◆ Records supplied:
++++++
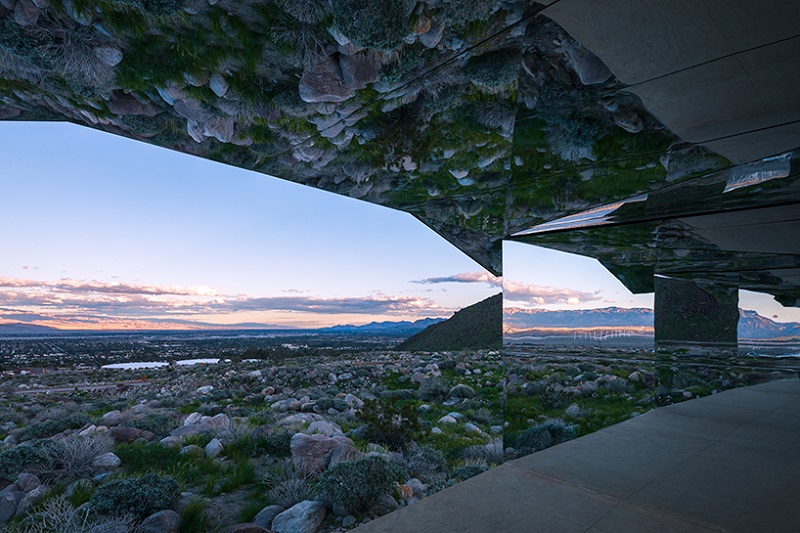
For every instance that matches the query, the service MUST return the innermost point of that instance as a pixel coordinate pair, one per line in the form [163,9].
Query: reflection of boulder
[322,81]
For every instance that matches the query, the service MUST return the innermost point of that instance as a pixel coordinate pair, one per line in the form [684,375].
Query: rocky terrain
[309,443]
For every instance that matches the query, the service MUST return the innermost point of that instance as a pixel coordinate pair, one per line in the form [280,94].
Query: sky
[102,232]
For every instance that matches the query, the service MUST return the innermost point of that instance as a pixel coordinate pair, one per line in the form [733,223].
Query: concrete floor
[728,462]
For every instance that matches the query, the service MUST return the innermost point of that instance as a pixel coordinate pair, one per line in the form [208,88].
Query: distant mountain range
[519,319]
[751,324]
[479,326]
[399,329]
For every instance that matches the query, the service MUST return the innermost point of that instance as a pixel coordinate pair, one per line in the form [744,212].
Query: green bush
[387,425]
[425,463]
[139,496]
[24,457]
[358,485]
[48,428]
[541,436]
[372,24]
[432,389]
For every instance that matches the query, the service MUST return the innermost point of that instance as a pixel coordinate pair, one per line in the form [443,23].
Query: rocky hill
[479,326]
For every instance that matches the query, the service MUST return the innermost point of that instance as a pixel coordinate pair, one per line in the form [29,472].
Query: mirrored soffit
[657,137]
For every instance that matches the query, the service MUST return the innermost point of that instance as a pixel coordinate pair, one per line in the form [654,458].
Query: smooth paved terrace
[728,462]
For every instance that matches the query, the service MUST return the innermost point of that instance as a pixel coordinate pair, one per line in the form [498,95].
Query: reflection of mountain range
[754,326]
[520,319]
[751,324]
[400,329]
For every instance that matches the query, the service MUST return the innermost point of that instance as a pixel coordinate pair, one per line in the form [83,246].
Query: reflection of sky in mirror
[551,279]
[105,228]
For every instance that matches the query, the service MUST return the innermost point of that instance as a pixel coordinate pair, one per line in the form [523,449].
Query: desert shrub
[23,458]
[358,485]
[48,428]
[388,425]
[285,486]
[462,391]
[618,386]
[193,517]
[157,423]
[490,453]
[432,389]
[138,497]
[470,470]
[493,71]
[425,463]
[326,402]
[370,24]
[72,458]
[548,433]
[58,516]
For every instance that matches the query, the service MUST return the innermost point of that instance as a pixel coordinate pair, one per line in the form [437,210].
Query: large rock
[266,515]
[323,81]
[107,461]
[360,70]
[9,499]
[589,68]
[305,517]
[166,521]
[344,452]
[311,453]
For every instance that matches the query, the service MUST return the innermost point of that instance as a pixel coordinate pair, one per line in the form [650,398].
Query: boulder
[360,70]
[248,527]
[214,448]
[589,68]
[166,521]
[322,81]
[344,452]
[107,461]
[27,482]
[311,453]
[266,515]
[304,517]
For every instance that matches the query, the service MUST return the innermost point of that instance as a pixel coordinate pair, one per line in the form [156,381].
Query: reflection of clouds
[535,294]
[80,300]
[466,277]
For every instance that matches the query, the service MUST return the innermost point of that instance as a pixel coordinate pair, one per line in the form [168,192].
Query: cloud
[466,277]
[539,295]
[30,300]
[75,286]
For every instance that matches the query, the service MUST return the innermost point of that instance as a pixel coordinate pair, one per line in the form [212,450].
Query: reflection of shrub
[494,70]
[388,425]
[371,24]
[358,485]
[541,436]
[139,497]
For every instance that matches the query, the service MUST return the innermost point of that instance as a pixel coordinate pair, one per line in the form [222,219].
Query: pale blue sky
[100,230]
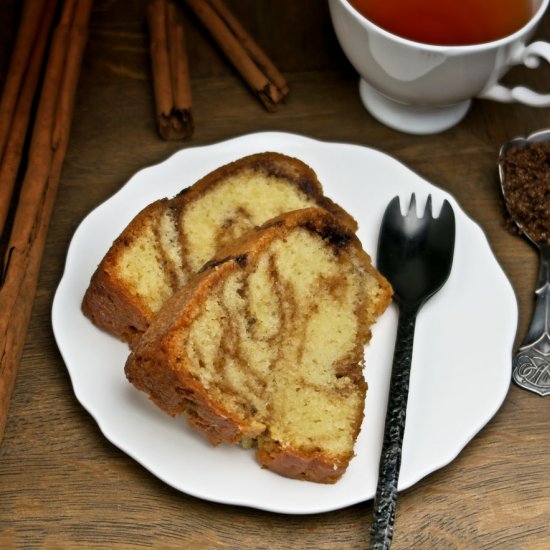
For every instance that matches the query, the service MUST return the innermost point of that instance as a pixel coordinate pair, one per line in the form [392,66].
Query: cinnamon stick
[170,71]
[249,44]
[15,131]
[269,94]
[31,16]
[47,151]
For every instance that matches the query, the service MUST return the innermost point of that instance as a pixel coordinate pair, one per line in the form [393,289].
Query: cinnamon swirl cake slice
[171,239]
[264,346]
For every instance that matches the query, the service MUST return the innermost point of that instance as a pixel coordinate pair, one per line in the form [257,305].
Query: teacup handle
[529,56]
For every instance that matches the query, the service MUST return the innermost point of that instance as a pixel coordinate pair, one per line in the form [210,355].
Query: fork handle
[385,500]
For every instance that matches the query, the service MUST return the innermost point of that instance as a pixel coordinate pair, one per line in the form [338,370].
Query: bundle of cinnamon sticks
[45,65]
[171,71]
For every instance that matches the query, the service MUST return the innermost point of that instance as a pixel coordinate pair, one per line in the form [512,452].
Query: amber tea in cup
[447,22]
[422,62]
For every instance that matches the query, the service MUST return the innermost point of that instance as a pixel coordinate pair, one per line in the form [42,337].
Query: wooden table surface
[63,485]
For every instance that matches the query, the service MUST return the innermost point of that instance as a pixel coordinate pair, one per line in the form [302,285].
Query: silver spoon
[531,365]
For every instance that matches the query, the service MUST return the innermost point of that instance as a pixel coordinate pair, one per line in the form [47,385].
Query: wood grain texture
[63,485]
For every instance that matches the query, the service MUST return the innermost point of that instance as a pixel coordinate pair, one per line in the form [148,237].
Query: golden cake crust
[156,368]
[114,307]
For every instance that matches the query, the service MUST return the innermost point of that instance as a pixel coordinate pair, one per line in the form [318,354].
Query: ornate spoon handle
[531,365]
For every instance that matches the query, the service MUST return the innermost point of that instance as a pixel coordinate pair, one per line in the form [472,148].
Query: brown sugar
[526,186]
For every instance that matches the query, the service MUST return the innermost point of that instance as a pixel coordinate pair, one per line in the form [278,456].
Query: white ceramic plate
[462,351]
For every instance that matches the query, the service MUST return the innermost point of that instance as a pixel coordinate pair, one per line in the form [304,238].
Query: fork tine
[428,210]
[412,206]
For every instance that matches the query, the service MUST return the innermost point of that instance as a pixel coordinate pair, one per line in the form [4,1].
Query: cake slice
[264,346]
[171,239]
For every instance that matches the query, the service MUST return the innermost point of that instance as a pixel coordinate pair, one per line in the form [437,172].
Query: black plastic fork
[415,254]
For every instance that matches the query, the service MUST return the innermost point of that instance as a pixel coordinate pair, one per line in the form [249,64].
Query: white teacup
[423,89]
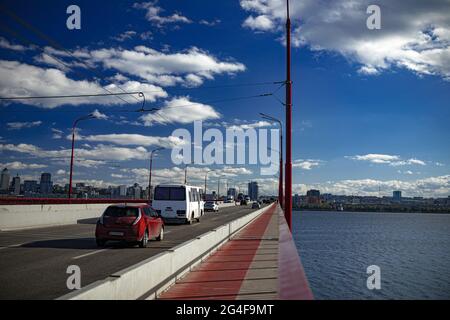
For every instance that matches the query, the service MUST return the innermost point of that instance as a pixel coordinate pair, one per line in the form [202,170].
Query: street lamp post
[89,116]
[185,174]
[288,169]
[150,172]
[280,182]
[206,178]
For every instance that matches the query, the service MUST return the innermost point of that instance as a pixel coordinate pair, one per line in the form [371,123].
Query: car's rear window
[170,193]
[121,212]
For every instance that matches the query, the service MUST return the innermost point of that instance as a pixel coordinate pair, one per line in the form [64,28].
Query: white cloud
[100,152]
[98,115]
[260,23]
[154,12]
[133,139]
[210,23]
[57,134]
[165,69]
[125,36]
[428,187]
[18,79]
[180,110]
[196,175]
[392,160]
[306,164]
[414,35]
[246,126]
[17,165]
[22,125]
[5,44]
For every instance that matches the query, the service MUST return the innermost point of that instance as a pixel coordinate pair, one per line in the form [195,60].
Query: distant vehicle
[179,203]
[211,206]
[129,223]
[229,199]
[256,205]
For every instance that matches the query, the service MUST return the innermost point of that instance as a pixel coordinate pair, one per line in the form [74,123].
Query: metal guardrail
[29,201]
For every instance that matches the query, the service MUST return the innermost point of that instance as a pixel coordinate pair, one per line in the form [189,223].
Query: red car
[130,223]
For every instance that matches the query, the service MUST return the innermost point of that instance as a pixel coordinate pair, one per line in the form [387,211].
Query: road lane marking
[89,254]
[13,246]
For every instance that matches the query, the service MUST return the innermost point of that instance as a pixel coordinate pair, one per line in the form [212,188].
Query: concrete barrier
[150,277]
[14,217]
[37,216]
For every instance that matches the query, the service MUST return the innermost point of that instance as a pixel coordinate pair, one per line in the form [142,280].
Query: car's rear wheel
[100,243]
[161,235]
[143,243]
[191,219]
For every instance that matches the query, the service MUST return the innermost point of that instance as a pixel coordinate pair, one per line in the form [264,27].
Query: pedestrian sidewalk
[246,267]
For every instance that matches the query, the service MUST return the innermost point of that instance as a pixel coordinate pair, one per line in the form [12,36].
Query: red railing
[25,201]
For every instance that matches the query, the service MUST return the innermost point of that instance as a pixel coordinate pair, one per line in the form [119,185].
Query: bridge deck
[246,267]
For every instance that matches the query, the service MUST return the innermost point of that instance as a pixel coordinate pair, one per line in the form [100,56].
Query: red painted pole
[150,178]
[280,182]
[288,170]
[71,161]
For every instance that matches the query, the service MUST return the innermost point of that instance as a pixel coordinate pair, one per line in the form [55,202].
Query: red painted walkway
[259,262]
[222,275]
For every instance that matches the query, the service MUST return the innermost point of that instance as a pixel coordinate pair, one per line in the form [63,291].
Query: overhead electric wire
[24,40]
[118,95]
[55,44]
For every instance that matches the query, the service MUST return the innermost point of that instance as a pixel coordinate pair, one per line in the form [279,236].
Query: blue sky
[371,108]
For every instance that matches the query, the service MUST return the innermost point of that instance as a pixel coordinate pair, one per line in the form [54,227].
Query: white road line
[88,254]
[12,246]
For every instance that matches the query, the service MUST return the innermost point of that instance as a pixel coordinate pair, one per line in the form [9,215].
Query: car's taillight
[137,220]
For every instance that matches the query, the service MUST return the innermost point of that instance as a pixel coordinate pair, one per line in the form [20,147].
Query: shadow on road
[87,244]
[87,221]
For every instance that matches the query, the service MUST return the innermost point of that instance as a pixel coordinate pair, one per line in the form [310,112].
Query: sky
[370,107]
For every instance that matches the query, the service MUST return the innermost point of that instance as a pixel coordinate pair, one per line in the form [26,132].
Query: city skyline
[361,123]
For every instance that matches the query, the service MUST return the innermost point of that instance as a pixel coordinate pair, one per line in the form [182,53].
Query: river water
[412,251]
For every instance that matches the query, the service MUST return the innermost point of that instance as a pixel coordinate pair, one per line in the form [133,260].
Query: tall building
[4,180]
[122,190]
[232,192]
[313,196]
[30,186]
[15,185]
[46,184]
[253,191]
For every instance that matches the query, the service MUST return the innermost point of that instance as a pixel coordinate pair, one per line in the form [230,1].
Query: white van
[178,203]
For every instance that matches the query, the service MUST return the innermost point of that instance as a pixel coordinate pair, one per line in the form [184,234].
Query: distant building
[46,185]
[313,196]
[296,201]
[4,180]
[30,186]
[15,185]
[136,191]
[232,192]
[253,191]
[122,190]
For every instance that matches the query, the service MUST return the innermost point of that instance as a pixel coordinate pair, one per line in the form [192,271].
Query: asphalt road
[33,263]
++++++
◆ The task:
Reproduce, exactly and with nothing added, the lines from the one that includes "the form [54,227]." through the last line of the material.

◆ Answer below:
For every instance that matches the query, the service MUST return the innermost point of that instance as a pixel coordinate pair, one per line in the form [54,227].
Query: white road line
[88,254]
[12,246]
For every instance that matches the query, the service MUST return the innermost point of that instance as a pixel coordinate pair, one per line in the form [9,215].
Query: car's taillight
[137,220]
For every instance that matches the query, the service MUST return the innermost point of that instance as a pixel coordinate pair, one per line in the form [20,147].
Query: shadow on road
[87,244]
[87,221]
For every instance that matches the query, the service MUST return the innermost point of that instance as a pixel coordinate pair, one per line in the form [310,112].
Query: sky
[370,107]
For every instance that matches the query, the service MUST return the innermost point of that instance as a pixel coordinate pair, one per line in the form [26,132].
Query: city skyline
[361,123]
For every instance that matches the query, the service MUST return the innermost point of that instance as a pixel coordinate pair, one per line in the form [182,53].
Query: river water
[412,251]
For every instance that matches the query, the service MUST return the innermost point of that instance as a pixel coordinate pair, one per line in the form [133,260].
Query: tall building
[4,180]
[122,190]
[232,192]
[313,196]
[30,186]
[15,185]
[46,184]
[253,191]
For every instance that matches the query, the service MUST return the innermost point of that instance as a pixel coordinate pair, one per line in the form [230,1].
Query: white van
[178,203]
For every instance that matches the query, the service MUST return the innermost point of that instance as a pixel coordinate pair, one per line in the form [184,234].
Query: distant building
[46,185]
[313,196]
[296,201]
[4,180]
[30,186]
[15,185]
[136,191]
[232,192]
[253,191]
[122,190]
For every instance that matches the query, the service MUST return the innermost point of that instance as a pixel coordinate pair, one per line in the form [192,271].
Query: asphalt road
[33,263]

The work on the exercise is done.